How many lines of the data below contain the word "white"? Reply with the number only.

■ Entries provided
= = =
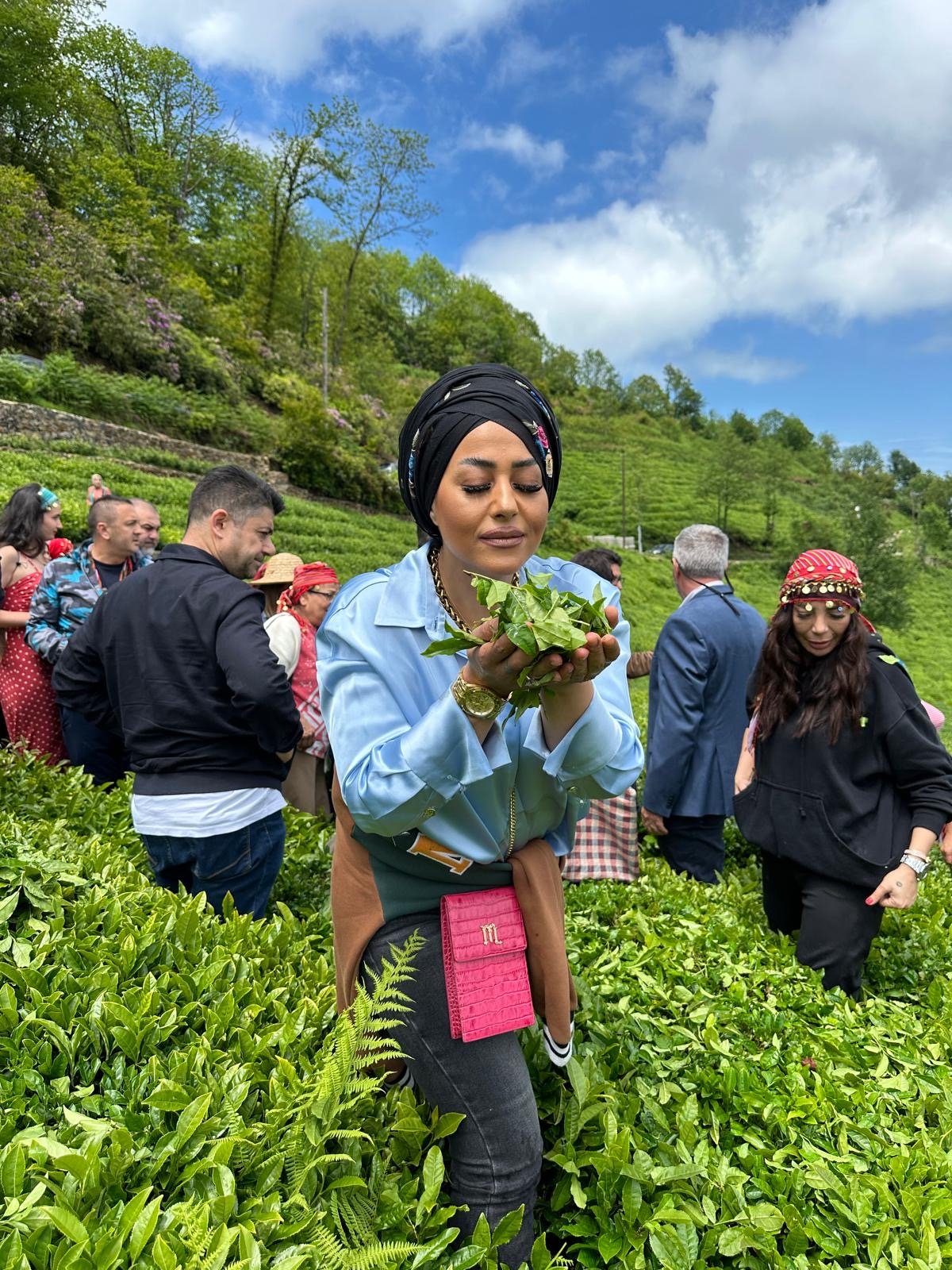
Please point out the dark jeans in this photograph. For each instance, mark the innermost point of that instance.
(497, 1153)
(835, 926)
(244, 864)
(89, 746)
(695, 845)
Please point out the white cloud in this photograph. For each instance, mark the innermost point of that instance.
(743, 364)
(937, 343)
(524, 57)
(290, 37)
(810, 178)
(574, 197)
(543, 158)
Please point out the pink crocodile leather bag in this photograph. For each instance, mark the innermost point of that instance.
(484, 958)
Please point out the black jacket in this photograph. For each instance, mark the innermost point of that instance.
(177, 660)
(847, 810)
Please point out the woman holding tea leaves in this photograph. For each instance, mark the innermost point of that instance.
(437, 743)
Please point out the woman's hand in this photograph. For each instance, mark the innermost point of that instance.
(585, 664)
(898, 889)
(498, 664)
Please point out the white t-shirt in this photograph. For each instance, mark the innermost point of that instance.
(202, 816)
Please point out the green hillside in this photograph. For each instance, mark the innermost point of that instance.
(355, 540)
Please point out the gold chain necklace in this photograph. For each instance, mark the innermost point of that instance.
(433, 560)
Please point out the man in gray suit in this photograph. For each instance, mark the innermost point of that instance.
(697, 706)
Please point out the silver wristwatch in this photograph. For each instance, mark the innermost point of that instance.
(917, 864)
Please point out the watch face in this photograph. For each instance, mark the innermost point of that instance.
(480, 700)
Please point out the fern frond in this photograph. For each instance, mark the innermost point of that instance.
(353, 1217)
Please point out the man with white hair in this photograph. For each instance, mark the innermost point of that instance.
(149, 525)
(697, 706)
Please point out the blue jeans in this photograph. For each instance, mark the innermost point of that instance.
(243, 864)
(497, 1153)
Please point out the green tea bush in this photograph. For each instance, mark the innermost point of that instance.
(177, 1091)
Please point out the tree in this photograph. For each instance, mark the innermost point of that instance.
(771, 469)
(146, 106)
(744, 429)
(828, 444)
(560, 368)
(727, 475)
(903, 469)
(770, 422)
(38, 84)
(877, 550)
(597, 372)
(793, 433)
(862, 460)
(302, 167)
(380, 196)
(685, 402)
(647, 394)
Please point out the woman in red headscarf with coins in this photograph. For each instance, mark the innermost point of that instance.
(842, 783)
(291, 633)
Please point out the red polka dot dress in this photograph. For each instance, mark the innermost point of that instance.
(25, 689)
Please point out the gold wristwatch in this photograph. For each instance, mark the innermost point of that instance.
(475, 702)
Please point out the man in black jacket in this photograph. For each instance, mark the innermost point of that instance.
(178, 662)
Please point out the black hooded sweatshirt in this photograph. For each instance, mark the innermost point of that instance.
(848, 810)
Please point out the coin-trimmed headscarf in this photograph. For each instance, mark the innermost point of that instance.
(823, 577)
(456, 404)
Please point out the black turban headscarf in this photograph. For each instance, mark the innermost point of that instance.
(455, 406)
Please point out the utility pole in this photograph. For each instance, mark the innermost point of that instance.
(324, 337)
(625, 521)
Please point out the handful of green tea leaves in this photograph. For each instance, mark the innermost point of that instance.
(539, 620)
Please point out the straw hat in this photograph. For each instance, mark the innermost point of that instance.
(279, 571)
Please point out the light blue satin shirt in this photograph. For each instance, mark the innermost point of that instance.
(405, 753)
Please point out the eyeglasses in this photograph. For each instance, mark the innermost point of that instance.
(831, 609)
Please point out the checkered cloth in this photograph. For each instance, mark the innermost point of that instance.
(606, 841)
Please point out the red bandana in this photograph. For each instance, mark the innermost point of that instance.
(823, 573)
(306, 575)
(824, 577)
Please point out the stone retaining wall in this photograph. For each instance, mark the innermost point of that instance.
(38, 421)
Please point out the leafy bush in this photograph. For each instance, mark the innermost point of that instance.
(178, 1094)
(323, 451)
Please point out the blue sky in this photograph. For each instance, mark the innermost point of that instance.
(759, 192)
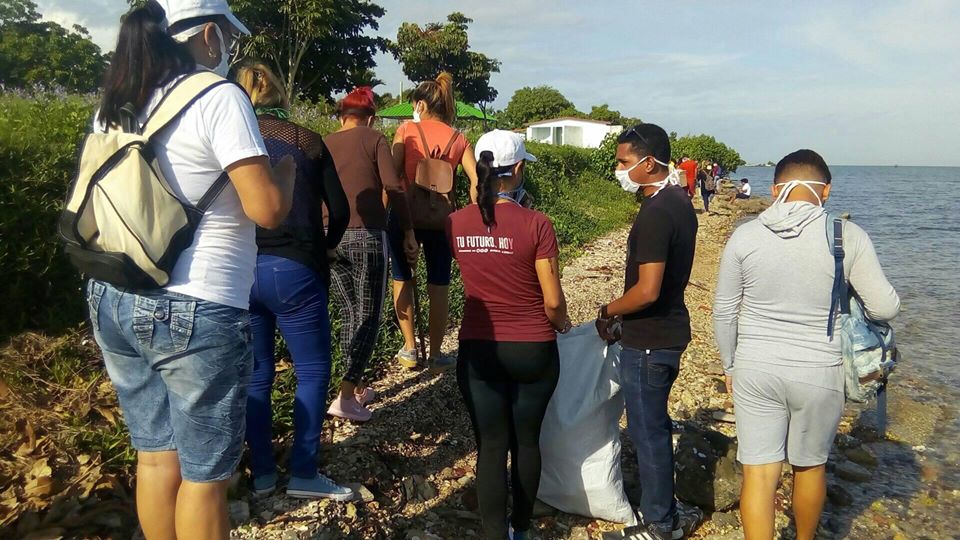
= = =
■ Problem solution
3